TEXT PASSAGE
──────────────────────────────

To do this, let's take a look at the other output of LDA---the topic proportion vectors associated with each document. Since each document also has a label in our dataset, we can create plots for each topic to see the number of documents that mention a specific topic in a specific year, and to what degree.
We'll start by creating a simple dataset with pandas
:
import pandas as pd
data = []
for doc in dset:
proportions = model.topic_distribution(doc.id)
data.append([dset.label(doc)] + [proportions.probability(i) for i in range(0, model.num_topics())])
df = pd.DataFrame(data, columns=['label'] + ["Topic {}".format(i + 1) for i in range(0, model.num_topics())])
Now, let's plot the results. There a lot of ways to do this, but here I'm going to use a "swarm plot" so we can see where each and every document falls.
%matplotlib inline
import seaborn as sns
import matplotlib.pyplot as plt
for i in range(0, model.num_topics()):
print("Topic {}".format(i + 1))
sns.swarmplot(data=df, x='label', y="Topic {}".format(i + 1))
plt.show()
Topic 1
Topic 2
Topic 3
Topic 4
Topic 5
Topic 6
Topic 7
Topic 8
Topic 9
Topic 10
Let's try to figure out what topics are mentioned in a previously unseen document.
doc = metapy.index.Document()
with open('data/6589-scan-order-in-gibbs-sampling-models-in-which-it-matters-and-bounds-on-how-much.txt') as f:
doc.content(f.read())
print("{}...".format(doc.content()[0:500]))
Scan Order in Gibbs Sampling: Models in Which it Matters and Bounds on How Much Bryan He, Christopher De Sa, Ioannis Mitliagkas, and Christopher Ré Stanford University {bryanhe,cdesa,imit,chrismre}@stanford.edu Abstract Gibbs sampling is a Markov Chain Monte Carlo sampling technique that iteratively samples variables from their conditional distributions. There are two common scan orders for the variables: random scan and systematic scan. Due to the benefits of locality in hardware, systematic s...
We first need to transform the unseen document into the same term-id space used by the topic model.
dvec = fidx.tokenize(doc)
...and then we can create an inferencer on top of our topic model output to infer the topic coverage for this new document:
inferencer = metapy.topics.GibbsInferencer('lda-pgibbs-nips.phi.bin', alpha=0.1)
props = inferencer.infer(dvec, max_iters=100, rng_seed=42)
print(props)

──────────────────────────────

(Extracted data entries)
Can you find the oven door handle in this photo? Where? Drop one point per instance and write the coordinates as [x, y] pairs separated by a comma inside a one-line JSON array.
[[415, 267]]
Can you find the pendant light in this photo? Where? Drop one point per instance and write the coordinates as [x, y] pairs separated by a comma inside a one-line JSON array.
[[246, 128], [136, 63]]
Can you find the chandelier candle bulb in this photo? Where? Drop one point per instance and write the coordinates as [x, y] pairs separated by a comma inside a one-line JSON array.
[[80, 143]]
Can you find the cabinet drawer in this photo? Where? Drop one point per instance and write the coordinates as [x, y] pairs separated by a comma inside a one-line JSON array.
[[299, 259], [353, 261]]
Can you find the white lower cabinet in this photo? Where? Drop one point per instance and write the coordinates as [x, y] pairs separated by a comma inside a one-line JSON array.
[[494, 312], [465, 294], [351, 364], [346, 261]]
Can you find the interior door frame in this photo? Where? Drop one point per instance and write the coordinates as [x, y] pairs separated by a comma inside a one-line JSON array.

──────────────────────────────

WHAT YOU NEED TO DO
a. In the topic modeling tutorial, what type of plot is used so that every document's position can be seen?
b. Extend the topic modeling tutorial past its final line of code.

ANSWERS TO THE TASKS
a. A swarm plot.

b.
<metapy.stats.Multinomial {0: 0.125214, 1: 0.000036, 2: 0.240763, 3: 0.000036, 4: 0.161947, 5: 0.020007, 6: 0.000036, 7: 0.058167, 8: 0.020007, 9: 0.373787}>
> Loading topic term probabilities: [=======================] 100% ETA 00:00:00
The topic proportion vectors are also often used as input to a classifier. In our case, since we see some differences between the years 2002 and 2017 in terms of topical coverage, let's see if we can learn to separate documents that were written in 2002 from documents that were written in 2017 on the basis of their topic proportions alone.
# First, create a lightweight view for shuffling
shuffled_view = metapy.classify.MulticlassDatasetView(dset)
shuffled_view.shuffle()
# this dataset will use unigram words as features
words_dset = metapy.classify.MulticlassDataset(
[doc for doc in shuffled_view if dset.label(doc) == "2002" or dset.label(doc) == "2017"],
dset.total_features(),
lambda doc: metapy.learn.FeatureVector(doc.weights),
lambda doc: dset.label(doc)
)
# this dataset will use topic proportions as features
topic_dset = metapy.classify.MulticlassDataset(
[doc for doc in shuffled_view if dset.label(doc) == "2002" or dset.label(doc) == "2017"],
model.num_topics(),
lambda doc: metapy.learn.FeatureVector((i, model.topic_probability(doc.id, i)) for i in range(0, model.num_topics())),
lambda doc: dset.label(doc)
)
We'll use a 50/50 training/test split setup.
words_train = words_dset[0:int(len(words_dset)/2)]
words_test = words_dset[int(len(words_dset)/2):]
topics_train = topic_dset[0:int(len(topic_dset)/2)]
topics_test = topic_dset[int(len(topic_dset)/2):]
def make_linear_svm(training):
return metapy.classify.OneVsAll(training, metapy.classify.SGD, loss_id='hinge')
words_sgd = make_linear_svm(words_train)
topics_sgd = make_linear_svm(topics_train)
print("Words:")
mtrx = words_sgd.test(words_test)
print(mtrx)
mtrx.print_stats()
print("======")
print("Topics:")
mtrx = topics_sgd.test(topics_test)
print(mtrx)
mtrx.print_stats()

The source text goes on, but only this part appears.